STATED TASK> Reproduce every line of the listing below verbatim, without any changes.
======== EXERCISE INPUTS
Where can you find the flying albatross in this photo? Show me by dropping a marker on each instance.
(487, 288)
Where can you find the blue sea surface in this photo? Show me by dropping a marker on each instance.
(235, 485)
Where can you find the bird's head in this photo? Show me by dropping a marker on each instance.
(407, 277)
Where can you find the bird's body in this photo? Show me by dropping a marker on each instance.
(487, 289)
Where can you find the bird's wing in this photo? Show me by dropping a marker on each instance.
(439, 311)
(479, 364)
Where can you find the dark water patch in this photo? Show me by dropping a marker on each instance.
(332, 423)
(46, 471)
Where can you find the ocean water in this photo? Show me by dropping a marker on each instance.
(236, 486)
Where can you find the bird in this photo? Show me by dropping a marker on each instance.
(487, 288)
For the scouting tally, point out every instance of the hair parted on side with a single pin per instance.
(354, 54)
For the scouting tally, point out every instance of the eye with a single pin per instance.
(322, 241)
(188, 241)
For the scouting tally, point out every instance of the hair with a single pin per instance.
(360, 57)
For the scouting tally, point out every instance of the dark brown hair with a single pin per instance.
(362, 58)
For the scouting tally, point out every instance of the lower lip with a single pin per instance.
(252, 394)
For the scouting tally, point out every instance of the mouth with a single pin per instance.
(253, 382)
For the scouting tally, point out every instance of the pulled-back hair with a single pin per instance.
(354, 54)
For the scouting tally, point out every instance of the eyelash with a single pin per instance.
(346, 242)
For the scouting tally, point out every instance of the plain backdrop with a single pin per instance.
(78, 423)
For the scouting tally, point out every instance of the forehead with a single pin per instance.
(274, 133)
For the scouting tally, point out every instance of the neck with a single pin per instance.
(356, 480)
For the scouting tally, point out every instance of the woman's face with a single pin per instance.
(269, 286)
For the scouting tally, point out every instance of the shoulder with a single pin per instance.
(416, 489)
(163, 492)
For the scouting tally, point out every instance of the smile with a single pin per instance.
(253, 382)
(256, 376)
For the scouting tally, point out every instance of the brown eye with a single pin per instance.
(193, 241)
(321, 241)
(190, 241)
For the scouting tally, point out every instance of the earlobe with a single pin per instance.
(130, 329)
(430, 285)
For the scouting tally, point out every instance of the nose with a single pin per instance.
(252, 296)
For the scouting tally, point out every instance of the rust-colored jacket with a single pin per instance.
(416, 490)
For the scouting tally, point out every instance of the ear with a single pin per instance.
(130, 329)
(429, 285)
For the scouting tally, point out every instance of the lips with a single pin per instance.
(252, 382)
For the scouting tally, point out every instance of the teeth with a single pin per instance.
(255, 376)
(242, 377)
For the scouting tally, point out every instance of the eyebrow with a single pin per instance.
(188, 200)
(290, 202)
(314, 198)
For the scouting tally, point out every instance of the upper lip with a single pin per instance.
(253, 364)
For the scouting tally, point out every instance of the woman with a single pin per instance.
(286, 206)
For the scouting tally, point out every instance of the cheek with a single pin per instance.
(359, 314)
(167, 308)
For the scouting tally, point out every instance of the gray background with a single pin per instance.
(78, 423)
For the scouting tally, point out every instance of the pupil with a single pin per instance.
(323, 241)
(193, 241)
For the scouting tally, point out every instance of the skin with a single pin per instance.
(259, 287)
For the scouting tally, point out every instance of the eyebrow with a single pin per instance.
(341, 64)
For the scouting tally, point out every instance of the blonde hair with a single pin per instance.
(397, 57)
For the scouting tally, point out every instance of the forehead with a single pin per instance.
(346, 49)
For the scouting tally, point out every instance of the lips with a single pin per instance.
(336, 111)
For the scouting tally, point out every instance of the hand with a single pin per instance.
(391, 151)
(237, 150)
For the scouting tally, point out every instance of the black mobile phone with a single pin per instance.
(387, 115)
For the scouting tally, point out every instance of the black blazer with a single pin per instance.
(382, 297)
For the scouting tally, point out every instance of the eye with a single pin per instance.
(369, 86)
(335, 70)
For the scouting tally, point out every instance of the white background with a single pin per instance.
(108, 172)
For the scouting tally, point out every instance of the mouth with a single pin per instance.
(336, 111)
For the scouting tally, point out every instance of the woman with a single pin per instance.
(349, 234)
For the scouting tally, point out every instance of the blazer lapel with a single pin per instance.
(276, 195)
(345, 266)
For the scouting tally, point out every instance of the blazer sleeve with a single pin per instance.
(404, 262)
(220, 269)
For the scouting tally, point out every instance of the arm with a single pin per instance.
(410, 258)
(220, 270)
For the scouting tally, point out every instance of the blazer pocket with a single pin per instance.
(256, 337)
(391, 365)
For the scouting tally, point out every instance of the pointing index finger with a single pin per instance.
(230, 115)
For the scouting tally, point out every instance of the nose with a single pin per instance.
================
ANSWER TO THIS TASK>
Where can you find the flying albatross in this photo? Show me by dropping a marker on each instance.
(487, 288)
Where can you find the blue sea surface in this photo? Show me by dropping a marker on each instance.
(235, 485)
Where can you find the bird's head in this photo? Show me by dropping a marker on each instance.
(407, 277)
Where can you find the bird's body in this photo? Show me by dropping a marker on each instance.
(487, 289)
Where can you find the bird's wing in this photo? Show me by dropping a marker on each instance.
(439, 311)
(479, 364)
Where can you find the dark water patch in this photo? Show me by dropping a marker on each instance.
(332, 423)
(46, 471)
Where can you find the ocean water in this photo? Show me by dropping a marker on each instance.
(236, 486)
Where can you find the bird in this photo? Show me by dropping a marker on each instance.
(487, 288)
For the scouting tally, point out every instance of the hair parted on side with a single pin per instance.
(354, 54)
For the scouting tally, point out every instance of the eye with a single pin per instance.
(322, 241)
(188, 241)
For the scouting tally, point out every instance of the hair with a single pin per instance.
(360, 57)
For the scouting tally, point out every instance of the dark brown hair with a single pin per instance.
(362, 58)
For the scouting tally, point out every instance of the lower lip with a single pin per instance.
(252, 394)
For the scouting tally, point out every instance of the mouth with a single pin per instance.
(253, 382)
For the scouting tally, point out every instance of the pulled-back hair with a single pin per instance.
(354, 54)
For the scouting tally, point out every instance of the eyelash with a single pin per instance.
(346, 242)
For the scouting tally, point out every instance of the plain backdrop with a single pin per instance.
(78, 423)
For the scouting tally, point out every instance of the forehead with a single pin per instance.
(274, 133)
For the scouting tally, point out every instance of the neck with a single pin per instance.
(356, 480)
For the scouting tally, point out every instance of the woman's face with a single pin per instance.
(269, 286)
For the scouting tally, point out every instance of the shoulder with a single pin per instance.
(416, 489)
(163, 492)
For the scouting tally, point out every instance of the smile with a single pin per instance.
(253, 382)
(256, 376)
For the scouting tally, point out every instance of the brown eye with a single pin per instance.
(193, 241)
(321, 241)
(190, 241)
For the scouting tally, point out every instance of the earlobe with a single pin per instance.
(130, 329)
(430, 285)
For the scouting tally, point out every instance of the nose with a single pin per instance.
(252, 296)
For the scouting tally, point out every instance of the rust-colored jacket with a single pin per instance.
(416, 490)
For the scouting tally, point out every instance of the ear with a single pin per instance.
(130, 329)
(429, 285)
For the scouting tally, point out every instance of the lips with a single pin per instance.
(252, 382)
For the scouting tally, point out every instance of the teeth with a single pin per instance.
(255, 376)
(242, 377)
For the scouting tally, point out every instance of the eyebrow with a single pin per instance.
(188, 200)
(290, 202)
(314, 198)
For the scouting tally, point out every instance of the upper lip with a single pin per instance.
(253, 364)
For the scouting tally, point out every instance of the woman with a single pin per instance.
(286, 206)
For the scouting tally, point out every instance of the cheek with a single pin per instance.
(359, 314)
(167, 308)
For the scouting tally, point out every instance of the gray background with a single pin per instance.
(78, 423)
For the scouting tally, point out every instance of the pupil with a single pin per instance.
(323, 241)
(193, 241)
For the scouting tally, point out every instance of the skin with a single pin per instance.
(259, 287)
For the scouting tally, point out every instance of the eyebrow with a single pin per instance.
(341, 64)
For the scouting tally, point out every instance of the blonde hair with a single pin per instance.
(397, 57)
For the scouting tally, point out every instance of the forehead with a single pin per instance.
(346, 49)
For the scouting tally, point out every instance of the lips with a single pin per instance.
(336, 111)
For the scouting tally, point out every instance of the hand with a single pin per instance.
(391, 151)
(237, 150)
For the scouting tally, point out every instance of the black mobile phone with a single pin per instance.
(387, 115)
For the scouting tally, point out every instance of the black blazer with a single pin per instance.
(382, 297)
For the scouting tally, point out every instance of the eye with a single pin per instance.
(369, 86)
(335, 70)
For the scouting tally, point out every instance of the white background with a single pin per instance.
(108, 172)
For the scouting tally, point out every instance of the mouth with a single pin per instance.
(336, 111)
For the scouting tally, point out every instance of the woman with a single pin per instance.
(349, 234)
For the scouting tally, point out every instance of the blazer lapel with a single pin per instance.
(276, 195)
(345, 266)
For the scouting tally, point out every instance of the blazer sleeve with a single pin per instance.
(404, 262)
(220, 269)
For the scouting tally, point out every instance of the arm with a single pin per instance.
(410, 258)
(220, 270)
For the scouting tally, point out every instance of the blazer pocket with a single pin per instance.
(256, 337)
(391, 365)
For the scouting tally, point out every instance of the pointing index finger with a single pin per instance.
(230, 115)
For the scouting tally, point out every instance of the nose with a single pin per instance.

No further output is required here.